INPUT

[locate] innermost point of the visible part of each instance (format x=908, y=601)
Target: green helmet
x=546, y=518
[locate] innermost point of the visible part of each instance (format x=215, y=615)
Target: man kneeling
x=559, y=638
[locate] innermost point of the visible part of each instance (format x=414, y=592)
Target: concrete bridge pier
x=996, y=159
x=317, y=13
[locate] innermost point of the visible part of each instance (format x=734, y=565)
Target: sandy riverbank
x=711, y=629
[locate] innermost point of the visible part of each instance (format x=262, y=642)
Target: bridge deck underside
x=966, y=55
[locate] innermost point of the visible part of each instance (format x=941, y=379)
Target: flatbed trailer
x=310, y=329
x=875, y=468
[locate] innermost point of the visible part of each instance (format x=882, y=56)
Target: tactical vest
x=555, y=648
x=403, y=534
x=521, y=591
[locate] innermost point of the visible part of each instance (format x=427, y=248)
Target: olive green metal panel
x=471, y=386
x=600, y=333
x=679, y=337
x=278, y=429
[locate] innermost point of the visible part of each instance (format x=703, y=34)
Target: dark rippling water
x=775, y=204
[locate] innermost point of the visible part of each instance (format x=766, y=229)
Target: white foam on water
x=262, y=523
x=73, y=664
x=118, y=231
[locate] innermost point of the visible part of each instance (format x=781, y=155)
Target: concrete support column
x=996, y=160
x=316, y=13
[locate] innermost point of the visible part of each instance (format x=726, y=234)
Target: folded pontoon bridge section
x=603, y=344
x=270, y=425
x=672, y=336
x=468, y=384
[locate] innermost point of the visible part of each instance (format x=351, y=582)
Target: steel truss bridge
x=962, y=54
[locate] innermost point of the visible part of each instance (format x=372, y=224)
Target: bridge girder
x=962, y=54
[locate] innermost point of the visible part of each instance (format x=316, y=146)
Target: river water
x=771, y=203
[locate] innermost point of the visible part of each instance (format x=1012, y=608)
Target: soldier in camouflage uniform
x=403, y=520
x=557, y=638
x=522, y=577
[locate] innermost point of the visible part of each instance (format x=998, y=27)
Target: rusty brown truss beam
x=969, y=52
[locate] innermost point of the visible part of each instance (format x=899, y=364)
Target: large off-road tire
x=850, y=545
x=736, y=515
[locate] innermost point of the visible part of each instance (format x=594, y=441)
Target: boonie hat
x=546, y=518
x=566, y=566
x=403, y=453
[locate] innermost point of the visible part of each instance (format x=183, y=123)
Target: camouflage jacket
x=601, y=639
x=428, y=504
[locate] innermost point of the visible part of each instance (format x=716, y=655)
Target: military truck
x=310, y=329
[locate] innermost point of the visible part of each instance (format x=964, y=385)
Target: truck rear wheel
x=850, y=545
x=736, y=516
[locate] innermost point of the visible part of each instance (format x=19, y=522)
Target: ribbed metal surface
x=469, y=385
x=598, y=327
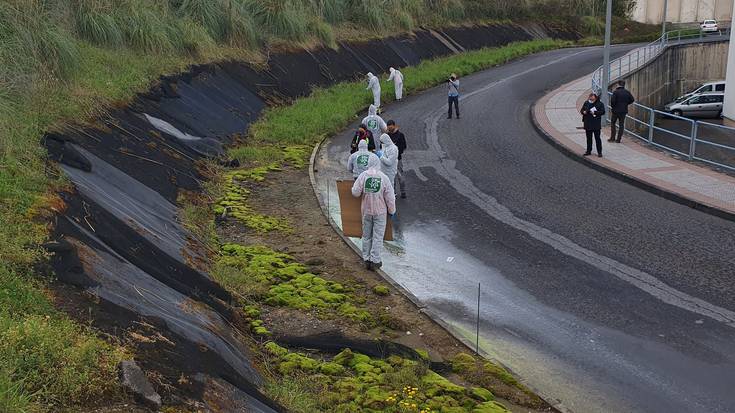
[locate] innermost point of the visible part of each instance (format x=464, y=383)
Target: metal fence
x=696, y=140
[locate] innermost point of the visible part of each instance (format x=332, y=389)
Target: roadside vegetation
x=63, y=61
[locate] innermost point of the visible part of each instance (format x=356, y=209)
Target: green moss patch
x=483, y=373
x=353, y=382
x=234, y=202
x=278, y=280
x=381, y=290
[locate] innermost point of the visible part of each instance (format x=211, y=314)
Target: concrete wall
x=682, y=11
x=678, y=70
x=729, y=105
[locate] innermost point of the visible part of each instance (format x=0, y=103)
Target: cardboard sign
x=351, y=214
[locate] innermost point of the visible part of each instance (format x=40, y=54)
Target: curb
x=555, y=404
x=346, y=240
x=622, y=176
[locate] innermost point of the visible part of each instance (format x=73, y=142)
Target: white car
x=709, y=26
x=717, y=86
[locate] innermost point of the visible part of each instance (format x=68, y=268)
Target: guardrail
x=696, y=140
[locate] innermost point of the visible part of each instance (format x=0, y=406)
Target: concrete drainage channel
x=118, y=236
x=326, y=200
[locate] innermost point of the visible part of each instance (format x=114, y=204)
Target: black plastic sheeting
x=119, y=237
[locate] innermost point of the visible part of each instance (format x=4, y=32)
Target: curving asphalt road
x=600, y=295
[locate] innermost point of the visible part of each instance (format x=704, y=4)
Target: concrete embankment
x=119, y=237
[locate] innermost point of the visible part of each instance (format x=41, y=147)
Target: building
x=682, y=11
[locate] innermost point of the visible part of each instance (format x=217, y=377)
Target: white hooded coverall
x=378, y=200
x=389, y=160
x=374, y=86
x=375, y=124
x=358, y=161
x=397, y=77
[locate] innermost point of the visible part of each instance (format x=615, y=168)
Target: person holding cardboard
x=378, y=203
x=358, y=162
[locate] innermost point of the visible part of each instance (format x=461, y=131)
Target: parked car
x=707, y=104
x=709, y=26
x=715, y=86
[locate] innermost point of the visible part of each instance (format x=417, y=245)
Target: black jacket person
x=592, y=112
x=619, y=103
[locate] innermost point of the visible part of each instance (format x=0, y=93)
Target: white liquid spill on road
x=437, y=158
x=170, y=129
x=591, y=368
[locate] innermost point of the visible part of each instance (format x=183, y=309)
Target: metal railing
x=695, y=140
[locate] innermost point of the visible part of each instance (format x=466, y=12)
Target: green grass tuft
x=144, y=28
x=96, y=23
x=211, y=14
x=286, y=19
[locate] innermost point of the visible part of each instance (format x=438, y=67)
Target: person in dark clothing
x=619, y=103
x=592, y=112
x=362, y=133
x=399, y=139
x=453, y=86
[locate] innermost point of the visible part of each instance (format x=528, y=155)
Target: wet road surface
x=600, y=295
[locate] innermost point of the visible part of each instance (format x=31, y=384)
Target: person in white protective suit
x=388, y=158
x=358, y=161
x=374, y=86
x=378, y=204
x=397, y=77
x=375, y=124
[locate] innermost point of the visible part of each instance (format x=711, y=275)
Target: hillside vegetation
x=64, y=61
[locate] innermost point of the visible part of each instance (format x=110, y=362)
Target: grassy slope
x=62, y=60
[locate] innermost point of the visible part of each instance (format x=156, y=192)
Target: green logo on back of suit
x=372, y=185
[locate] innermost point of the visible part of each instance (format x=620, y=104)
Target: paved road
x=598, y=294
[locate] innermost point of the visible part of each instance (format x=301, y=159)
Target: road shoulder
x=556, y=117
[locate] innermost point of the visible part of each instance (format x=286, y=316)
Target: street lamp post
x=663, y=25
x=606, y=59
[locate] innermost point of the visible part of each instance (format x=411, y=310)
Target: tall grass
x=96, y=23
x=286, y=19
x=144, y=27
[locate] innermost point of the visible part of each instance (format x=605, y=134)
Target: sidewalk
x=557, y=115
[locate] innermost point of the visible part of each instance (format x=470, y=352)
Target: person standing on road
x=358, y=162
x=397, y=77
x=592, y=112
x=453, y=85
x=619, y=103
x=378, y=200
x=388, y=158
x=362, y=134
x=399, y=139
x=375, y=124
x=374, y=86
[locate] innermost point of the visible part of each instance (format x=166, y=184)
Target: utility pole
x=663, y=25
x=606, y=60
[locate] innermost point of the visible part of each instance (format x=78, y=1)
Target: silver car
x=700, y=105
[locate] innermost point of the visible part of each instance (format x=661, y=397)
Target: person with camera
x=453, y=85
x=592, y=112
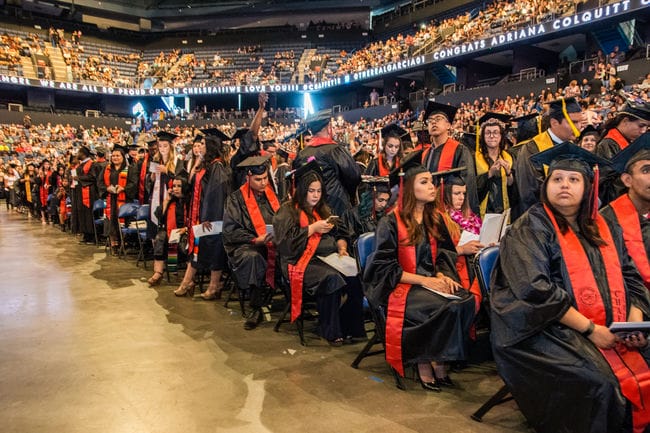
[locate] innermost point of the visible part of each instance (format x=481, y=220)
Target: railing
x=582, y=64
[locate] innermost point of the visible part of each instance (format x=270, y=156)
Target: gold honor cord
x=576, y=133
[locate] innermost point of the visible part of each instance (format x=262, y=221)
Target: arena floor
x=87, y=346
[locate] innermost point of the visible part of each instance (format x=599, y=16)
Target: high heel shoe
x=155, y=279
x=431, y=386
x=185, y=290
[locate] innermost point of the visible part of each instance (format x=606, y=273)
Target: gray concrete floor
x=87, y=346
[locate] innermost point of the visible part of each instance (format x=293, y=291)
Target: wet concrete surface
x=86, y=345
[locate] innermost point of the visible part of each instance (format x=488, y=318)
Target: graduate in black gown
x=414, y=250
x=563, y=276
x=248, y=244
x=302, y=232
x=214, y=187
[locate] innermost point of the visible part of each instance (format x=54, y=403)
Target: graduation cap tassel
x=595, y=193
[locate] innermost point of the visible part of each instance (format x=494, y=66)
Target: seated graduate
x=415, y=254
x=389, y=155
x=494, y=174
x=372, y=204
x=212, y=186
x=248, y=244
x=631, y=210
x=563, y=276
x=118, y=184
x=302, y=232
x=171, y=215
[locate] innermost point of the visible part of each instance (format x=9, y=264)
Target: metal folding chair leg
x=501, y=396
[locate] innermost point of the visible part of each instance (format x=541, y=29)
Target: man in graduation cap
x=566, y=120
x=249, y=212
x=341, y=174
x=562, y=277
x=85, y=193
x=444, y=153
x=631, y=210
x=627, y=126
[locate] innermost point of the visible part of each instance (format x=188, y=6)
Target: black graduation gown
x=83, y=216
x=463, y=157
x=435, y=328
x=215, y=188
x=341, y=174
x=560, y=380
x=130, y=191
x=249, y=261
x=492, y=189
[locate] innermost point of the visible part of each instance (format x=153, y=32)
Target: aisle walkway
x=86, y=346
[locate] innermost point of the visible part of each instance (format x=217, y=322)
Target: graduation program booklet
x=494, y=227
x=629, y=327
x=444, y=295
x=344, y=264
x=217, y=227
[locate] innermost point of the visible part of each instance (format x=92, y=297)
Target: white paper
x=217, y=227
x=467, y=236
x=344, y=264
x=444, y=295
x=175, y=236
x=153, y=167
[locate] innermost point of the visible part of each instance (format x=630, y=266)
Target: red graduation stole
x=121, y=181
x=616, y=135
x=384, y=170
x=85, y=190
x=143, y=175
x=406, y=256
x=446, y=157
x=628, y=366
x=297, y=271
x=260, y=226
x=45, y=185
x=194, y=211
x=628, y=218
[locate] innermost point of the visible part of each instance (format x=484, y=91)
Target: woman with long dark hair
x=562, y=278
x=413, y=273
x=494, y=176
x=303, y=230
x=117, y=185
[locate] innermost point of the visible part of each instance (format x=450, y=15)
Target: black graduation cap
x=434, y=107
x=571, y=105
x=589, y=130
x=255, y=164
x=310, y=166
x=394, y=130
x=319, y=121
x=639, y=111
x=166, y=136
x=240, y=133
x=501, y=117
x=123, y=150
x=568, y=156
x=216, y=133
x=636, y=151
x=410, y=165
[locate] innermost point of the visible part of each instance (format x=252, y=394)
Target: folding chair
x=484, y=263
x=98, y=217
x=142, y=220
x=128, y=212
x=364, y=246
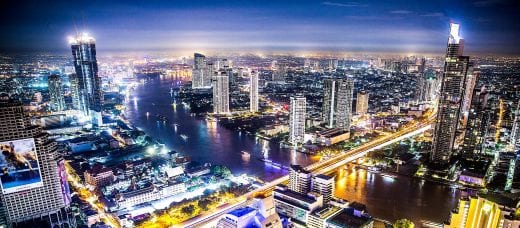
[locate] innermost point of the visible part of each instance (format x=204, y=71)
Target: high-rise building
x=199, y=71
x=514, y=139
x=297, y=115
x=478, y=123
x=324, y=185
x=34, y=183
x=253, y=91
x=362, y=103
x=220, y=92
x=337, y=103
x=57, y=102
x=471, y=81
x=74, y=91
x=89, y=83
x=427, y=87
x=299, y=179
x=451, y=96
x=280, y=72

TASK INSTRUCTIONS
Pictures are not part of the copy; reproduce exactly and only the lines from the line containing "(format x=484, y=91)" through the end of the listing.

SOLUTION FOR THIS TASK
[locate] innermost point of the visible part of each instance (format x=484, y=91)
Target: woman with long dark hair
x=562, y=278
x=413, y=273
x=494, y=176
x=303, y=230
x=117, y=185
[locate] innermost point of the visible part of each instance (format x=450, y=15)
Target: black graduation cap
x=434, y=107
x=571, y=105
x=589, y=130
x=255, y=164
x=310, y=166
x=394, y=130
x=319, y=121
x=639, y=111
x=166, y=136
x=240, y=133
x=501, y=117
x=123, y=150
x=568, y=156
x=216, y=133
x=636, y=151
x=410, y=165
[locate] innermost point of the visible part of each instance (format x=252, y=394)
Target: folding chair
x=484, y=263
x=98, y=217
x=142, y=220
x=128, y=212
x=364, y=246
[locate] innermost point of the visible part of each instance (format x=204, y=71)
Target: high-rise building
x=199, y=71
x=514, y=139
x=297, y=115
x=478, y=123
x=324, y=185
x=34, y=183
x=253, y=91
x=362, y=103
x=220, y=92
x=337, y=103
x=57, y=102
x=471, y=81
x=74, y=91
x=89, y=83
x=427, y=87
x=299, y=179
x=451, y=96
x=280, y=72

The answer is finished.